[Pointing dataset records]

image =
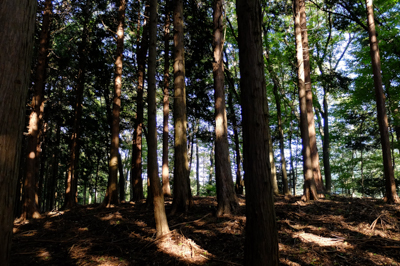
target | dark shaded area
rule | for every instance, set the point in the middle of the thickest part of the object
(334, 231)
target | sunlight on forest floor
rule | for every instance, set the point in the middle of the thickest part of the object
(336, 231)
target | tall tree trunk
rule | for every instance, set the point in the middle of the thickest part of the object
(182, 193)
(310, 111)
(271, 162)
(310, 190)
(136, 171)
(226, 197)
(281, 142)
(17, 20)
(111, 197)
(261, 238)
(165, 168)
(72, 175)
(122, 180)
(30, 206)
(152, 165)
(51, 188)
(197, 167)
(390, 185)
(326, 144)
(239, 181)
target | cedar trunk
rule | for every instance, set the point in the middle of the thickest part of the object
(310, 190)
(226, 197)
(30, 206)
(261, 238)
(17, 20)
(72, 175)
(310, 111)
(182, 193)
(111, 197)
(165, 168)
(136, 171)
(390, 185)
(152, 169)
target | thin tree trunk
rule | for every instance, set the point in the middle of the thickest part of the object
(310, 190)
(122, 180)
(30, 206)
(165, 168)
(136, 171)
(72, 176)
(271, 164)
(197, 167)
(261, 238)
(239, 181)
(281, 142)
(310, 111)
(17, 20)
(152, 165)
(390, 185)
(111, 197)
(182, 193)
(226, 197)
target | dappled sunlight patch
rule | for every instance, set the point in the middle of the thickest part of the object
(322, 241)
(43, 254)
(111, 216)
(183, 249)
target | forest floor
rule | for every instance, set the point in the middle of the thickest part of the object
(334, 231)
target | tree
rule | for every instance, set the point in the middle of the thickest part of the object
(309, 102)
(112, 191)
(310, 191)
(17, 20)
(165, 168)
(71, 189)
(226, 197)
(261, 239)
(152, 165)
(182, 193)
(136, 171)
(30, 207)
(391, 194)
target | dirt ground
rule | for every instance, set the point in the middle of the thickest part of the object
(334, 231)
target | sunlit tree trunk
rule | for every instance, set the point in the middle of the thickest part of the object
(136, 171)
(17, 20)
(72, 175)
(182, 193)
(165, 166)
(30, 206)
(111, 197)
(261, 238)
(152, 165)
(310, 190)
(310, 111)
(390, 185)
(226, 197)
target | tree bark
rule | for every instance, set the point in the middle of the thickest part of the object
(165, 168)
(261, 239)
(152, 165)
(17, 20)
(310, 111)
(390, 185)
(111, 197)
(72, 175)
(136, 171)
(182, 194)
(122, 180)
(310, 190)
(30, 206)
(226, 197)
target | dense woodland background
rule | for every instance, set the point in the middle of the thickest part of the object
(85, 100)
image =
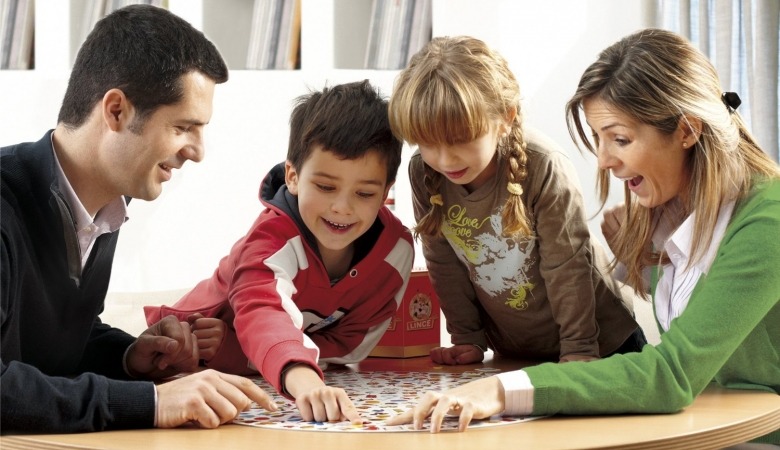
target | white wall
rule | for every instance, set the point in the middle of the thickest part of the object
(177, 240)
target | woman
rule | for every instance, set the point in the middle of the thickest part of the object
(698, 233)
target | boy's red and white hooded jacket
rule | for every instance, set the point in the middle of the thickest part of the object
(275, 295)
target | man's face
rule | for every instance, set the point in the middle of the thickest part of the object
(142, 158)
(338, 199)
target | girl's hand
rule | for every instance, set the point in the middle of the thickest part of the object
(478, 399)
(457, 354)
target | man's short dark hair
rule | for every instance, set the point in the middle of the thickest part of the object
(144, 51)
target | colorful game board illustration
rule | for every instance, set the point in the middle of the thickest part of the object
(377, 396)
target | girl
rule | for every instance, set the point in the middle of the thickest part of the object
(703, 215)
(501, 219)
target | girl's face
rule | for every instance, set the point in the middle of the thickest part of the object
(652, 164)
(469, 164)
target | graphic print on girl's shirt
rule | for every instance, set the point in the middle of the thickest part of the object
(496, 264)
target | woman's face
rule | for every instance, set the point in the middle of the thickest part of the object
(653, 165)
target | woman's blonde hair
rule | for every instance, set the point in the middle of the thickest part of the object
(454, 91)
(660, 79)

◆ EXERCISE GOAL ◆
Omit all pictures while transcribing the entries verbatim.

◆ OUTPUT BELOW ◆
image =
target | dark shaded area
rule | for every instance, set the point in the middle of the thickest part of the object
(334, 231)
target | sunlight on forest floor
rule | for every instance, set the point in the middle of the thickest part of the object
(336, 231)
target | tall tree trunk
rule | for every instance, set the point in the middle of the thickest part of the object
(182, 193)
(310, 111)
(271, 162)
(310, 190)
(136, 171)
(226, 197)
(281, 142)
(17, 20)
(111, 197)
(261, 238)
(165, 168)
(72, 175)
(122, 180)
(30, 206)
(152, 165)
(51, 188)
(197, 167)
(390, 185)
(326, 144)
(239, 181)
target | cedar trunk
rule | for every instance, set the point in the middle of the thickest part of the object
(310, 190)
(226, 197)
(30, 206)
(261, 238)
(17, 20)
(72, 175)
(310, 111)
(182, 193)
(111, 197)
(165, 168)
(136, 171)
(390, 185)
(152, 169)
target | thin tree trunk
rule | for every instance, set the point in the middle of the thickest part of the object
(310, 190)
(122, 180)
(30, 206)
(165, 168)
(136, 171)
(72, 176)
(271, 164)
(197, 167)
(261, 238)
(239, 181)
(281, 142)
(310, 111)
(17, 20)
(152, 165)
(390, 185)
(111, 197)
(182, 193)
(226, 197)
target | dappled sunlight patch
rule | for every instance, set the point in the middle of the thickest part of the object
(322, 241)
(43, 254)
(111, 216)
(183, 249)
target | forest floor
rule | for every instance, set the point in the middle of the thickest part of the object
(334, 231)
target | tree
rule | for every instance, set the point in the middle of the thickest part of the object
(309, 102)
(112, 191)
(310, 191)
(17, 20)
(165, 168)
(71, 189)
(226, 197)
(261, 239)
(152, 165)
(182, 193)
(136, 171)
(30, 207)
(391, 194)
target | dirt ground
rule | for every instance, set the point in the middle of the thickest part of the object
(334, 231)
target | sunlit tree trunk
rule | for every instance, set the point in the middle of the thickest part of the object
(136, 171)
(17, 20)
(72, 175)
(182, 193)
(165, 166)
(30, 206)
(111, 197)
(261, 238)
(152, 165)
(310, 190)
(310, 111)
(390, 185)
(226, 197)
target | tree bark
rule | for every instance, set the point in the middle of the thickest part of the object
(165, 168)
(261, 239)
(152, 165)
(17, 20)
(310, 111)
(390, 185)
(111, 197)
(72, 175)
(136, 171)
(182, 194)
(122, 180)
(310, 190)
(30, 206)
(226, 197)
target | dense woodland background
rule | for every instance, set the point in the middle of the thickest part of the object
(85, 100)
image =
target | white wall
rule | for every instance, set the point in the middle of the thickest part of the object
(177, 240)
target | woman
rule | for every instance, set the point in the middle of the thickest part of the object
(698, 233)
target | boy's red and white hooded jacket
rule | for every instance, set the point in the middle of the thickest part of the object
(275, 295)
target | man's face
rule | for every instance, set the point in the middle of the thickest part of the object
(142, 158)
(338, 199)
target | girl's hand
rule | for every instance, set the point in the middle of the thickest part of the object
(478, 399)
(457, 354)
target | man's short dark hair
rule | for every instance, set the point in the middle of the thickest part of the object
(144, 51)
target | colorful game board illustration
rule | for every instance, set the point in the middle of the thickest part of the object
(377, 396)
target | girl
rule | for every instance, set the point in the middle of the thickest part of the object
(703, 215)
(501, 219)
target | girl's face
rule | for every instance, set the point in the middle of the thickest part of the object
(652, 164)
(469, 164)
target | graphic print on girl's shirt
rule | for every instance, set the point in the middle of the thickest part of the object
(496, 264)
target | woman's face
rule | for every instance, set the point in the middle of the thickest part of the object
(653, 165)
target | woman's blonde hair
rule | for every instance, set the point in the middle of the thickest part of the object
(454, 91)
(660, 79)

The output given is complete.